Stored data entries
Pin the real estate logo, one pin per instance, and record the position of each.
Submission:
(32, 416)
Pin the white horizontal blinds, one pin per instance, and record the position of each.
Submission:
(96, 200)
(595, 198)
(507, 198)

**TASK DESCRIPTION**
From the entries, copy every line in which the word "instance" occurs.

**PROBLEM SOLUTION**
Pin the real estate logo, one pin per instance, and record the position of each.
Pin the white horizontal blinds, one pin per instance, and record the position of each.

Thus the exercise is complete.